AIM:
From the entries below, copy out word for word the stretch from the line containing "of the window" through the line containing "[[220, 363], [201, 368], [156, 400]]", including both of those lines and nothing more.

PROVIDED DATA:

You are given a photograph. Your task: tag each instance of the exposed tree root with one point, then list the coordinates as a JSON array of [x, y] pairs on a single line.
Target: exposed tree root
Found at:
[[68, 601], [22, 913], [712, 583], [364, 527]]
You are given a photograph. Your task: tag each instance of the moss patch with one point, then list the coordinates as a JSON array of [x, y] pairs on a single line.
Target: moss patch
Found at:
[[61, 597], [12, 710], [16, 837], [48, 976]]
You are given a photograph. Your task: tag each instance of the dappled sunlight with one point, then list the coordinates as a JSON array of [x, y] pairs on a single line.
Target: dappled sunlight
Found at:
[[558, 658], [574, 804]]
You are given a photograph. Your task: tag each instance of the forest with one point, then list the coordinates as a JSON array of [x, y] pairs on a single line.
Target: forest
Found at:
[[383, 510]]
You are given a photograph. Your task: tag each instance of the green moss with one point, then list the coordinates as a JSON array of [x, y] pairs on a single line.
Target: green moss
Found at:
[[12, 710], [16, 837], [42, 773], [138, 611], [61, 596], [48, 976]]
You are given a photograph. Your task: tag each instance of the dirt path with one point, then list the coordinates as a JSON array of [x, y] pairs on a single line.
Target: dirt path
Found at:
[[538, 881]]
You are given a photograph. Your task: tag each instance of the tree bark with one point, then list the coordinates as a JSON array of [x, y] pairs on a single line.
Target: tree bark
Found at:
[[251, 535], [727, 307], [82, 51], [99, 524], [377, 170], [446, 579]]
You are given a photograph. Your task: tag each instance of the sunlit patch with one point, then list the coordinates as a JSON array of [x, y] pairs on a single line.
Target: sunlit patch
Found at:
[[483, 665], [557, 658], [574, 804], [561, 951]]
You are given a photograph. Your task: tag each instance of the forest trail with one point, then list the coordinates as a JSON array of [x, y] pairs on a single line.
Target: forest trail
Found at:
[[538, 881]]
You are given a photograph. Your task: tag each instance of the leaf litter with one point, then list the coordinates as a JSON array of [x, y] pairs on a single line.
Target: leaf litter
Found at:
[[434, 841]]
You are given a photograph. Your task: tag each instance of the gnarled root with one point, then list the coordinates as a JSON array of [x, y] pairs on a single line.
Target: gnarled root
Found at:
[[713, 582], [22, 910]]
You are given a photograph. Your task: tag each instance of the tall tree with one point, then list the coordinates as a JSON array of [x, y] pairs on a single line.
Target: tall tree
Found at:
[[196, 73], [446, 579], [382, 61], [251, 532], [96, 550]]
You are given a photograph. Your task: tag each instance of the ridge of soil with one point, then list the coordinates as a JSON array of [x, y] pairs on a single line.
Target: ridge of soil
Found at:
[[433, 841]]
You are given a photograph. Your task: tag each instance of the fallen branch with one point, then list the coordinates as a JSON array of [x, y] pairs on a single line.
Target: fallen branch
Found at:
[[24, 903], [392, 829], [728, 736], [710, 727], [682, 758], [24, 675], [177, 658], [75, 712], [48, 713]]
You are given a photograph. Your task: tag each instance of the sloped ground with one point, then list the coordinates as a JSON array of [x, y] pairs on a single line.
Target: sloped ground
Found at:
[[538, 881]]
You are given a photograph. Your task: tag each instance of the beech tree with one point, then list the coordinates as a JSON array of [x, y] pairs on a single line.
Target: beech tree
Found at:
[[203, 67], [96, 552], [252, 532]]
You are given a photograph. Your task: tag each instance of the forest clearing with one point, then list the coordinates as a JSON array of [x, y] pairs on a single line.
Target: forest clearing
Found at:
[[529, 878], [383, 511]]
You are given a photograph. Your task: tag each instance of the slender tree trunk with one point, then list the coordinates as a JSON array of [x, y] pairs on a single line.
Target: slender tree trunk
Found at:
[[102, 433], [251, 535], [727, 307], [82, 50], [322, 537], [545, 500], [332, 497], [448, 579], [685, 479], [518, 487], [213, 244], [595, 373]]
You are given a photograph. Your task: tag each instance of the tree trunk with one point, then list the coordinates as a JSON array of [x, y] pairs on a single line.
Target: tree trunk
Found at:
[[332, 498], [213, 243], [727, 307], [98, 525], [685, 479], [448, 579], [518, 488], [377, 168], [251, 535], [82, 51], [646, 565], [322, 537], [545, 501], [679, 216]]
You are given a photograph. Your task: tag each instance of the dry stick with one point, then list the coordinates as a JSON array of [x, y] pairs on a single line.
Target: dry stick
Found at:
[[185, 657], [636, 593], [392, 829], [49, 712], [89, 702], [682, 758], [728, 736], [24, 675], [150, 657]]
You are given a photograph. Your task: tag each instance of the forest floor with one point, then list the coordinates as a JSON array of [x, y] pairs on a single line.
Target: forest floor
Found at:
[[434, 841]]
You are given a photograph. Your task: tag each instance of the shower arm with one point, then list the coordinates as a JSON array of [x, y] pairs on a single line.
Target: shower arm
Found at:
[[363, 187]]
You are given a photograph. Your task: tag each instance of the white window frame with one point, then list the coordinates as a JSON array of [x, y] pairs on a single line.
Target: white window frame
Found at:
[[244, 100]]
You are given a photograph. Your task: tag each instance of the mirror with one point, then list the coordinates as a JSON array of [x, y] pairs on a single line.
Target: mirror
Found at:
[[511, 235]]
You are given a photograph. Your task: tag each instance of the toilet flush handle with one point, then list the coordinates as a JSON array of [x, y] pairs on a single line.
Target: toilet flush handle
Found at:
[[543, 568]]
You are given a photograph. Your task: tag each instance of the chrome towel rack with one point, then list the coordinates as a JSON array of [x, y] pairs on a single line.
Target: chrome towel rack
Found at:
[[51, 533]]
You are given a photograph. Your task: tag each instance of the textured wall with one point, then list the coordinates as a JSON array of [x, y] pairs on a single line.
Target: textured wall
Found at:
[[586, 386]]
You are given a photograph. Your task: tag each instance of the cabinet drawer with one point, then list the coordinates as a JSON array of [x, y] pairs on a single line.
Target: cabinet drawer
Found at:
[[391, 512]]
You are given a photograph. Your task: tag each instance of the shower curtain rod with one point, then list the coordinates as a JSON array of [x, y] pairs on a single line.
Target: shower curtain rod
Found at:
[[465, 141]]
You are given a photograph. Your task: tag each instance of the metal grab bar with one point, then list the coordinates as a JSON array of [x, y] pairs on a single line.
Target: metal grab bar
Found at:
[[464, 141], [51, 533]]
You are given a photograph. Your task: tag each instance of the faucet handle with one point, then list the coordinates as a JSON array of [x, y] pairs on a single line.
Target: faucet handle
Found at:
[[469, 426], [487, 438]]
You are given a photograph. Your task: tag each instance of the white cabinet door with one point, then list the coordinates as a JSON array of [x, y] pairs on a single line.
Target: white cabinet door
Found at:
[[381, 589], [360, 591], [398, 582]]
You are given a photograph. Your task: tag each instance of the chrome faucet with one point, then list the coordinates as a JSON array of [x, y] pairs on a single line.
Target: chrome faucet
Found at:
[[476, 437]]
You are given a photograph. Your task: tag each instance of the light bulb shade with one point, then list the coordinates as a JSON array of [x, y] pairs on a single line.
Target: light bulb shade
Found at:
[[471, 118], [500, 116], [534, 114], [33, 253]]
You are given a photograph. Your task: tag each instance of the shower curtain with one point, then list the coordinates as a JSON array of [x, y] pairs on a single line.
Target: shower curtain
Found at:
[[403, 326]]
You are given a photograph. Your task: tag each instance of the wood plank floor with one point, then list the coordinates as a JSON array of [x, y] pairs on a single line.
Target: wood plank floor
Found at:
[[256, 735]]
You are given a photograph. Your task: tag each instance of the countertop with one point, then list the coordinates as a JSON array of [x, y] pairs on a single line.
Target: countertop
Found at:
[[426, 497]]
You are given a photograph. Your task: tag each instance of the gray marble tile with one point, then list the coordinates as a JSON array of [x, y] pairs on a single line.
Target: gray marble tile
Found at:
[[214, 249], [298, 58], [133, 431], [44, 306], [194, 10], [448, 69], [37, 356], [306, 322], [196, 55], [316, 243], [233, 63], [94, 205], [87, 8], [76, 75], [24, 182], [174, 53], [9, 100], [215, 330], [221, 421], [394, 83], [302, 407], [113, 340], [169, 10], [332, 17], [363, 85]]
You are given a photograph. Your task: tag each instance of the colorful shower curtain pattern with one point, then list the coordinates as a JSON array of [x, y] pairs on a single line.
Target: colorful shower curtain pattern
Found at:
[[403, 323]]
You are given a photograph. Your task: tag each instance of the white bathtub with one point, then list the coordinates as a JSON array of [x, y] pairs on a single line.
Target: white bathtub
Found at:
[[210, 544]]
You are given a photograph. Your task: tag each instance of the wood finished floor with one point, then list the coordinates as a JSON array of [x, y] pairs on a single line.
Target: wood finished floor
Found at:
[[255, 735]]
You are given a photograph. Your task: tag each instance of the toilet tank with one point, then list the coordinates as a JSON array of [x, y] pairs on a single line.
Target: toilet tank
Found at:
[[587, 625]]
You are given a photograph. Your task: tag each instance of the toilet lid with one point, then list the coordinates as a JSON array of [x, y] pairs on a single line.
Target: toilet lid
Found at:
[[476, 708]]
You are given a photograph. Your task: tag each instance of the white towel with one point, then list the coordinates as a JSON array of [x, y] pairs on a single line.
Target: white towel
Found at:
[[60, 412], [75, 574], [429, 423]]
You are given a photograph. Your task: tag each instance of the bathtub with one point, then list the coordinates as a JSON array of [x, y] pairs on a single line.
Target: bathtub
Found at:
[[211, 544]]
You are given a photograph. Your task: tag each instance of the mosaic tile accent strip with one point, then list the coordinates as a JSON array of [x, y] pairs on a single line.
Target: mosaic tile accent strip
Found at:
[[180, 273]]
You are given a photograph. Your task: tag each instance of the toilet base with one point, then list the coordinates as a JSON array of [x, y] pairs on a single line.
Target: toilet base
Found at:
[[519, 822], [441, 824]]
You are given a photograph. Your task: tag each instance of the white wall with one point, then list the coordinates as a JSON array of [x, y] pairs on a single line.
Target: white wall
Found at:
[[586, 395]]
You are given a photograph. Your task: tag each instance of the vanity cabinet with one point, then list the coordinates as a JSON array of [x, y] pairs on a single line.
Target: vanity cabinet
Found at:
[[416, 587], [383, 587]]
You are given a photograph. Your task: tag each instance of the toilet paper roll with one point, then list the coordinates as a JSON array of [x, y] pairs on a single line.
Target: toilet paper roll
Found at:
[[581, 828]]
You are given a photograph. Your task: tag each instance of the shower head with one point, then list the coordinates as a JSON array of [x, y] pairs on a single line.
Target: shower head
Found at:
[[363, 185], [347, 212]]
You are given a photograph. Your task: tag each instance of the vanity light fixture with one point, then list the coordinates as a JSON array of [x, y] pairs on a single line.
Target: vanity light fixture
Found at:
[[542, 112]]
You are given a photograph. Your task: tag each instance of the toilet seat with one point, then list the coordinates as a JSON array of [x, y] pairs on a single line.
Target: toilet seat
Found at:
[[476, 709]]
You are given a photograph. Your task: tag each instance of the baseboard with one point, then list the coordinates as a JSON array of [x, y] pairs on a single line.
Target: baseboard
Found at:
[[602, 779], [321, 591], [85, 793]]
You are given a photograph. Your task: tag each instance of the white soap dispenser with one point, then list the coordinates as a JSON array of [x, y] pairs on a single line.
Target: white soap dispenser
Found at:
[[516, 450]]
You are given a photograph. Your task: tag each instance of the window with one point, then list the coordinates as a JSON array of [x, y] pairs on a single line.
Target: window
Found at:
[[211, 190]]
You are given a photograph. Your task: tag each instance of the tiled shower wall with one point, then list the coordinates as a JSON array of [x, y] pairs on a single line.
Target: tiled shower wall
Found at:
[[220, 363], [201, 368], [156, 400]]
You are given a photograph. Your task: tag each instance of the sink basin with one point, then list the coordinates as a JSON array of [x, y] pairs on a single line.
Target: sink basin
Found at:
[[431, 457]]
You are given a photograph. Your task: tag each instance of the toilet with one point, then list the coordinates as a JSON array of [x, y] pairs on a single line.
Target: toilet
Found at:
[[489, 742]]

THE RESPONSE:
You are given a photograph. Your task: tag each instance of the window with one point, then list the coordinates as a JSON array of [x, y] pairs on a single line.
Target: window
Found at:
[[211, 190]]
You are given a photograph. Your task: tag each instance of the tiled shower wall with one point, then list the coordinates as a JSON array of [x, y] pairs on a single line.
Target: tiled shower wall
Found at:
[[220, 363], [201, 368], [156, 400]]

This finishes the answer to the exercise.